→ Problems to work on:
• 1. Reproduce the part of the lockdown isolation essay between "Affected most brutally" and "neighbours are great).", inclusive.
• 2. Please write the next part of the lockdown isolation essay, picking up after its final sentence.

→ Source text:
So much is written about family life (and indeed Boris Johnson is such a family man that he has spawned quite a few) but I think not enough is said about people or units which don’t conform to the accepted notions of a traditional family.
Disparity
This has never been more obvious than in lockdown which has really exposed the huge disparity in all our different lives.
Affected most brutally are of course those at the back of the queue anyway; the old, the poor, the homeless, the physically sick, the single parent families, those in care and people suffering from mental illness.
That’s before we even get to the many others clinging to the cracks in the pavement, including those who have been given leave to remain, pay their taxes, and yet have no recourse to state benefits, a fact of which funny old Boris was shockingly unaware.
But underneath all these deserving people is a swathe of us who live comfortable lives, or at least manage to scrape through – and many are suffering from isolation. If you’re single you might not even have a neighbour that you know (I’m lucky in that my best friend lives next door and my other neighbours are great).
Uninhabited island
I see people on the path and chat at them like they had just rescued me from an uninhabited island, which in a sense they have. Some days you might not see anyone all day apart from the postman or a delivery person or someone you jog past.
Even if you are lucky enough to have a garden or a balcony, you might wander in and out the confines of your own space whilst your own head is spinning from the enormity of it all and the fact that you’re facing this alone.
You might be so struck with inertia so debilitating that you lie on the sofa all day and then it gets dark and you’re still there, too wiped out to even phone a friend. This has been the reality for many – and some days myself included.
Talking to a friend last night – a very iconic figure in the arts – we spoke about how isolated we feel, compounded by the fact that this government has no idea of the struggles of most of us.

→ Listed records:
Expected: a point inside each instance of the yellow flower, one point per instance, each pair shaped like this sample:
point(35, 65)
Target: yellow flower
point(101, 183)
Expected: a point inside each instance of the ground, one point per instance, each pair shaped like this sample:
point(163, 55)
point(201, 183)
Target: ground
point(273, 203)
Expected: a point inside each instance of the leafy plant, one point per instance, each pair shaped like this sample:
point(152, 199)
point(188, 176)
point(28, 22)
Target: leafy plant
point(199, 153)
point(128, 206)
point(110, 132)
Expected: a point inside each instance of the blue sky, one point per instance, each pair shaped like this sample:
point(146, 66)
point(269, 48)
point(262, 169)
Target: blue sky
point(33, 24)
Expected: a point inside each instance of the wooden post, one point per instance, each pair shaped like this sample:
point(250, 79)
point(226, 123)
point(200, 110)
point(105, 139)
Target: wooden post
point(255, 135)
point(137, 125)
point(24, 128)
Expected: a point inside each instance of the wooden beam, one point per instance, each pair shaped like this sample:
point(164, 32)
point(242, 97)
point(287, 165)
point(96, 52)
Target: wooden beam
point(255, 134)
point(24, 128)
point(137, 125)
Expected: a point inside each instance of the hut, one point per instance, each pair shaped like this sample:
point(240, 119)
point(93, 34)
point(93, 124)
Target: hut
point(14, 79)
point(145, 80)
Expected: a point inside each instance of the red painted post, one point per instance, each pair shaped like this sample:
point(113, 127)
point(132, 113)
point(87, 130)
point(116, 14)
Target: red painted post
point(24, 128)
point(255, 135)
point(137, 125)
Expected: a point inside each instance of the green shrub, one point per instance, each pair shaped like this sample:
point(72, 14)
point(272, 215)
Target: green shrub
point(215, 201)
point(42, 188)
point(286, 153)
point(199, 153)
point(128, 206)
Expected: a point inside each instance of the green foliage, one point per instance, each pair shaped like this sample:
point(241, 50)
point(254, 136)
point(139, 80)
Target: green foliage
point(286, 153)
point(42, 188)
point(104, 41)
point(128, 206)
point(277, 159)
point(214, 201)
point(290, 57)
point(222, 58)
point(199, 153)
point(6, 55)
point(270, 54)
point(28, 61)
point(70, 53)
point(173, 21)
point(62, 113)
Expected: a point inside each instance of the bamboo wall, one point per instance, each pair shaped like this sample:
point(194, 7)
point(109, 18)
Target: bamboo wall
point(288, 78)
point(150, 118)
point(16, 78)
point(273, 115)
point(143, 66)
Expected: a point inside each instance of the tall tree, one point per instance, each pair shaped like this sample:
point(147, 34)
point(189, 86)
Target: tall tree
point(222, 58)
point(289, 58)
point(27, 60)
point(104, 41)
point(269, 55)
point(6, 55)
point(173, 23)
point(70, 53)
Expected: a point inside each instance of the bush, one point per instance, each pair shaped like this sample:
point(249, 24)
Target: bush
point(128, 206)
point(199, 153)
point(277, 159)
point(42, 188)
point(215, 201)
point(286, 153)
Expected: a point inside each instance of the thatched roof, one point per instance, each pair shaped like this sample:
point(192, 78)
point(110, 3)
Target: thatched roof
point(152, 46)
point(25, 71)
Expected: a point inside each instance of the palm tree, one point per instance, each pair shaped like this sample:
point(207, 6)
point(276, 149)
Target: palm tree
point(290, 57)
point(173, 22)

→ Answers for each item:
• 1.
Affected most brutally are of course those at the back of the queue anyway; the old, the poor, the homeless, the physically sick, the single parent families, those in care and people suffering from mental illness.
That’s before we even get to the many others clinging to the cracks in the pavement, including those who have been given leave to remain, pay their taxes, and yet have no recourse to state benefits, a fact of which funny old Boris was shockingly unaware.
But underneath all these deserving people is a swathe of us who live comfortable lives, or at least manage to scrape through – and many are suffering from isolation. If you’re single you might not even have a neighbour that you know (I’m lucky in that my best friend lives next door and my other neighbours are great).

• 2.
If you don’t fit into their idea of a regular unit then you’re on a losing streak from the beginning.
All that guff about Dominic Cummings being a good father and only having his family interests at heart rings hugely hollow when you see vast numbers of people living in substandard accommodation, with no outside space, wondering how to get to the foodbank that week and feed their kids or themselves.
It’s a disgusting state of affairs.
So, looking through One is Fun! is a strange experience because being one doesn’t feel like a lot of fun for many right now. Isolation means there has never been a worse time to be one, when the idea of being at one with yourself seems like a pipedream in the face of just getting by.
None of this is the book’s fault, of course – it was written in different times and was wildly popular. Maybe it’s an age thing; I have friends, now married, who say they bought this book when they were young and single in an attempt to not exist on pizza and burgers. It has a purpose.
As for me, I long for the day when I cannot be one and can go back to having fun. Tonight, as I cook a Delia dinner for one – leek and lentil soup, followed by mushroom curry – I shall sit at my table and try not to remember Delia’s words from her intro – well meant and written to offer solace to we singletons, but sadly achieving quite the opposite:
“I think we accept too readily that eating is a social occasion, therefore if you are on your own you are already failing to fulfil one of the important criteria for a proper meal”.
Short of sitting the cat down opposite me and sticking a glass in her hand I will dine alone tonight and raise a solo glass to all the people valiantly, defiantly and bravely doing the same. One day soon my friends and I will dine together, round my table which seats eight. There will be laughter, conversation and joy.
A few years ago an old friend once tried to halt my love of puddings by saying “food is good, thin is better”. It didn’t work although the phrase was amusing in a non-PC way. Right now with being thin not really on anyone’s agenda, being one isn’t much fun and a noise at the door at 8pm just means the cat flap is working.